WORK ITEM: What lines in the data below mention the string "hand"? Copy them out.

::: RECORDS PROVIDED

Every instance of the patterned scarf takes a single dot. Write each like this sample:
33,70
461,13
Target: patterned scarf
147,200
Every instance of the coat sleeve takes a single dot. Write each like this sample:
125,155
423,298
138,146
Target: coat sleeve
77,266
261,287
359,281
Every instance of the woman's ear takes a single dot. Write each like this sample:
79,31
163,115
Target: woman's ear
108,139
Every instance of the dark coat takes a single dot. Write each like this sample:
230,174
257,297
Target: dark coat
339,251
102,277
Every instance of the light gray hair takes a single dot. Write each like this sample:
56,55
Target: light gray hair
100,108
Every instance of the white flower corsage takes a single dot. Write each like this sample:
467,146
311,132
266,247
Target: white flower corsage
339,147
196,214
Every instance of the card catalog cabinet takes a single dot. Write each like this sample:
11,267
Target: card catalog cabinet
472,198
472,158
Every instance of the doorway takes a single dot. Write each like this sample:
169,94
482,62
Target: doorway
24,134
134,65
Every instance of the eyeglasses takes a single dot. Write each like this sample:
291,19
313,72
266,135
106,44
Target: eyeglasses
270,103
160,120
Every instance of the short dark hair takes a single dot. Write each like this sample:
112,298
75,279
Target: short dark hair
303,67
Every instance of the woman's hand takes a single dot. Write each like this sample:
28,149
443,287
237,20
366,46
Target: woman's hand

::::::

SOLUTION:
Every instance of the woman's hand takes a single dot. Write each like this sample:
Target: woman's hand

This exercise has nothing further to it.